Directions for this task
Give the entries again, word for word.
-.-.-
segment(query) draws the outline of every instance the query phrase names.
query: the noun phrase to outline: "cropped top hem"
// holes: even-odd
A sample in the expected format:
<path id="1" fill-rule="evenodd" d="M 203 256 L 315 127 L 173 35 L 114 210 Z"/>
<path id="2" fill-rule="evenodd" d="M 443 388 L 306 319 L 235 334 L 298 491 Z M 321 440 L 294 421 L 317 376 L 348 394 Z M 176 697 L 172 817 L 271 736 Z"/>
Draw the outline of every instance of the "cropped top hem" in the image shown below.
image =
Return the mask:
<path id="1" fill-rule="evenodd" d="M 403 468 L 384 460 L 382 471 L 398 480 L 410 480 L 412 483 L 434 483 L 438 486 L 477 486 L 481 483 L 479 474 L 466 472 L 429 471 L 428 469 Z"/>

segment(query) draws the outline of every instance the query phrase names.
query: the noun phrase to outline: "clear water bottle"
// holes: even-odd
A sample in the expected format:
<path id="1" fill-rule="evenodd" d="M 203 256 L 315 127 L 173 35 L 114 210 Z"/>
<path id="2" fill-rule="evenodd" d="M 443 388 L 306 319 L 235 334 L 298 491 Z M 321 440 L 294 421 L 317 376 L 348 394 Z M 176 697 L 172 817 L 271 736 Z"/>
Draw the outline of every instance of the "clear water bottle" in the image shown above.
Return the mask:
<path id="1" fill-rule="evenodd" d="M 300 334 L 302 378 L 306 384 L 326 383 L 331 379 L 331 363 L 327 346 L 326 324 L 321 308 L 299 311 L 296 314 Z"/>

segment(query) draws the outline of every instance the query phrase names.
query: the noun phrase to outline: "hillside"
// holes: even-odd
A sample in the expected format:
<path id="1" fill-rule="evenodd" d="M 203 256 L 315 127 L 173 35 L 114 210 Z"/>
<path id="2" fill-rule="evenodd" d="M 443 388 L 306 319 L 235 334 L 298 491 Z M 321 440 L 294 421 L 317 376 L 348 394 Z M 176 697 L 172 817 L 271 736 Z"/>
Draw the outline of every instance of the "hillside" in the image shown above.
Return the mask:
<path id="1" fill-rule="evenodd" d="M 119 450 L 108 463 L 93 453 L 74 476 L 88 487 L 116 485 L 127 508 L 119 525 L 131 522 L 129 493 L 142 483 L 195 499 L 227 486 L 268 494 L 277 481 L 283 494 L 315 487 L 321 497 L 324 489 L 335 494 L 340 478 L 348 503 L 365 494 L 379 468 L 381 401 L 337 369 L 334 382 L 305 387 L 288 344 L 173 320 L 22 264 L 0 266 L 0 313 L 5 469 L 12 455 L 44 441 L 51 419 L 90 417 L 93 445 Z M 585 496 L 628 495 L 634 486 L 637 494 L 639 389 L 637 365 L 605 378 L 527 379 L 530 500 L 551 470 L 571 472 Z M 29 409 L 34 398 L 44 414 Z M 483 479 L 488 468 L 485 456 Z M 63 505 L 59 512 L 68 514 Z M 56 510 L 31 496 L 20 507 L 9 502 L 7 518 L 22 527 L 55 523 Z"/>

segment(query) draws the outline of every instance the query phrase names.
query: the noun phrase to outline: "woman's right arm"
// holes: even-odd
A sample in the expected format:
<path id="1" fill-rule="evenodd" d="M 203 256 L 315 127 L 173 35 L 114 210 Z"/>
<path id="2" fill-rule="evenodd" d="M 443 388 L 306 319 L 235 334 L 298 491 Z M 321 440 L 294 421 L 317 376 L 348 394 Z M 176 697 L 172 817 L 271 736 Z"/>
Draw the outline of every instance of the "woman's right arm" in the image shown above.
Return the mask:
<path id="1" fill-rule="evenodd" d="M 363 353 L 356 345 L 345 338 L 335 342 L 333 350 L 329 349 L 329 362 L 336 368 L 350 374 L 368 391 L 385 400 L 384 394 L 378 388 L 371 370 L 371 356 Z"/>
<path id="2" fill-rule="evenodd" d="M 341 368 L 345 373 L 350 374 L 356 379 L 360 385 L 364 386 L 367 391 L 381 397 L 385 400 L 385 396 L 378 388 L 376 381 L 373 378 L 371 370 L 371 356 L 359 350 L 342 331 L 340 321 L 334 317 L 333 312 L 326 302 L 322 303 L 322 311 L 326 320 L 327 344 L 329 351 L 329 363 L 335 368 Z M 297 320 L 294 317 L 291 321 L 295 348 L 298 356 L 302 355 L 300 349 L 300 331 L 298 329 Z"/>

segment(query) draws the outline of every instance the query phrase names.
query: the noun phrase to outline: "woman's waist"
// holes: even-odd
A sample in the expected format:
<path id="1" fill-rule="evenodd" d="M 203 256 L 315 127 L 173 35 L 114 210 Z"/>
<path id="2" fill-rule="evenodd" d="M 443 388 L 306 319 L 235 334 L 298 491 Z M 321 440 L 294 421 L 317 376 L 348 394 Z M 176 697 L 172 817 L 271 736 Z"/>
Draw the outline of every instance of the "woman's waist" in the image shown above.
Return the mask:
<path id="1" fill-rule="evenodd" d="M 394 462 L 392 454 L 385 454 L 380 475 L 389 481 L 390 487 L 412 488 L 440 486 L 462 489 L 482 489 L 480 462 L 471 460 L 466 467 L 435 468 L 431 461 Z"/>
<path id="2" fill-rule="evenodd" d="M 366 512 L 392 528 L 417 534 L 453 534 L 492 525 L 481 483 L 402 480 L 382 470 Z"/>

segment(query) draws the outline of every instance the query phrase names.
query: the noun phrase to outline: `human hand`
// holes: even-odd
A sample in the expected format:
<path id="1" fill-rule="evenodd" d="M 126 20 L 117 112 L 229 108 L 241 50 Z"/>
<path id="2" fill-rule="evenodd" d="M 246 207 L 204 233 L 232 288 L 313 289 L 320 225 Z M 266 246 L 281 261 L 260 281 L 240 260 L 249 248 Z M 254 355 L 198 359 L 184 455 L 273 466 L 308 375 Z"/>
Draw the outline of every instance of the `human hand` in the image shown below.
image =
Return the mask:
-.-.-
Answer to this problem
segment(query) draws the outline of every instance the query phrase names.
query: the noun phrase to outline: "cropped top hem"
// holes: even-odd
A sample in the expected format:
<path id="1" fill-rule="evenodd" d="M 203 256 L 315 127 L 173 35 L 114 210 Z"/>
<path id="2" fill-rule="evenodd" d="M 443 388 L 306 319 L 235 334 L 298 491 Z M 321 440 L 294 421 L 317 376 L 348 394 Z M 176 697 L 172 817 L 271 736 Z"/>
Draw the outline of every instance of the "cropped top hem" in the image shown below.
image =
Return the mask:
<path id="1" fill-rule="evenodd" d="M 403 468 L 384 460 L 382 471 L 398 480 L 410 480 L 412 483 L 434 483 L 438 486 L 477 486 L 481 483 L 479 474 L 466 472 L 429 471 L 428 469 Z"/>

segment(query) draws the outline of every instance the query phrase names.
query: the noun phrase to outline: "clear water bottle"
// holes: even-odd
A sample in the expected format:
<path id="1" fill-rule="evenodd" d="M 203 256 L 315 127 L 173 35 L 114 210 Z"/>
<path id="2" fill-rule="evenodd" d="M 443 388 L 306 319 L 235 334 L 298 491 Z M 321 440 L 294 421 L 317 376 L 348 394 Z M 176 697 L 172 817 L 271 736 Z"/>
Draw the outline of every instance of the "clear water bottle" in the image shown above.
Return the mask:
<path id="1" fill-rule="evenodd" d="M 300 334 L 302 378 L 306 384 L 326 383 L 331 379 L 331 363 L 327 346 L 326 324 L 321 308 L 299 311 L 296 314 Z"/>

segment(query) draws the outline of every instance the query phrase names.
query: the noun phrase to outline: "hillside"
// holes: even-odd
A sample in the expected format:
<path id="1" fill-rule="evenodd" d="M 203 256 L 315 127 L 173 35 L 114 210 Z"/>
<path id="2" fill-rule="evenodd" d="M 443 388 L 306 319 L 235 334 L 298 491 Z M 321 440 L 294 421 L 317 376 L 348 394 Z M 176 697 L 172 817 L 271 736 Z"/>
Draw the outline of every instance of the "hillside" in the image shown above.
Return the mask:
<path id="1" fill-rule="evenodd" d="M 119 450 L 108 463 L 93 453 L 74 476 L 88 487 L 116 485 L 127 508 L 119 525 L 131 522 L 129 493 L 142 483 L 195 499 L 227 486 L 268 494 L 277 481 L 283 494 L 315 487 L 321 497 L 324 489 L 335 494 L 340 478 L 348 503 L 365 494 L 379 468 L 381 401 L 337 369 L 334 382 L 305 387 L 288 344 L 173 320 L 22 264 L 0 266 L 0 313 L 5 469 L 12 455 L 44 441 L 51 419 L 90 417 L 93 445 Z M 585 496 L 628 495 L 634 486 L 637 494 L 639 389 L 637 365 L 605 378 L 527 379 L 530 500 L 551 470 L 571 472 Z M 29 409 L 34 398 L 44 414 Z M 483 479 L 488 468 L 485 456 Z M 63 505 L 59 512 L 68 514 Z M 56 510 L 31 496 L 20 507 L 9 502 L 7 518 L 22 527 L 55 523 Z"/>

segment(query) draws the outline of every instance the query phrase names.
query: the noun phrase to outline: "woman's right arm"
// holes: even-odd
A sample in the expected format:
<path id="1" fill-rule="evenodd" d="M 203 256 L 315 127 L 173 35 L 114 210 Z"/>
<path id="2" fill-rule="evenodd" d="M 443 388 L 306 319 L 235 334 L 298 491 Z M 321 440 L 294 421 L 317 376 L 348 394 Z M 176 697 L 172 817 L 271 736 Z"/>
Draw the outline of every instance of the "woman's right arm" in the image shown above.
Return the mask:
<path id="1" fill-rule="evenodd" d="M 363 353 L 356 345 L 345 338 L 335 342 L 333 350 L 329 349 L 329 362 L 336 368 L 350 374 L 368 391 L 385 400 L 384 394 L 378 388 L 371 370 L 371 356 Z"/>
<path id="2" fill-rule="evenodd" d="M 341 368 L 345 373 L 350 374 L 356 379 L 360 385 L 364 386 L 367 391 L 381 397 L 385 400 L 385 396 L 378 388 L 376 381 L 373 378 L 371 370 L 371 356 L 359 350 L 342 331 L 340 321 L 334 317 L 333 312 L 326 302 L 322 303 L 322 311 L 326 320 L 327 344 L 329 351 L 329 363 L 335 368 Z M 297 320 L 294 317 L 291 321 L 295 348 L 298 356 L 302 355 L 300 349 L 300 331 L 298 329 Z"/>

segment(query) draws the outline of every instance the query phrase names.
query: the noun phrase to outline: "woman's waist"
// holes: even-odd
A sample in the expected format:
<path id="1" fill-rule="evenodd" d="M 203 256 L 315 127 L 173 35 L 114 210 Z"/>
<path id="2" fill-rule="evenodd" d="M 443 388 L 306 319 L 235 334 L 298 491 Z M 321 440 L 294 421 L 317 376 L 348 394 Z M 176 697 L 172 817 L 271 736 Z"/>
Draw the outline of every instance of the "woman's waist" in the image shown above.
Return the mask:
<path id="1" fill-rule="evenodd" d="M 394 462 L 392 454 L 385 454 L 380 475 L 389 481 L 390 487 L 412 488 L 440 486 L 462 489 L 482 489 L 480 462 L 471 460 L 466 467 L 435 468 L 431 461 Z"/>
<path id="2" fill-rule="evenodd" d="M 366 512 L 392 528 L 417 534 L 453 534 L 492 525 L 481 483 L 402 480 L 382 470 Z"/>

segment(query) draws the outline of every instance the query phrase names.
query: the noun phrase to outline: `human hand`
// holes: even-odd
A sample in the expected format:
<path id="1" fill-rule="evenodd" d="M 126 20 L 117 112 L 229 108 L 241 50 Z"/>
<path id="2" fill-rule="evenodd" d="M 246 207 L 204 233 L 232 288 L 313 289 L 320 225 Z M 266 246 L 281 261 L 260 281 L 240 260 L 249 248 Z M 254 355 L 198 359 L 184 455 L 273 466 L 308 375 Z"/>
Draw the outline of every instance of the `human hand` in the image shown below.
image =
Return the mask:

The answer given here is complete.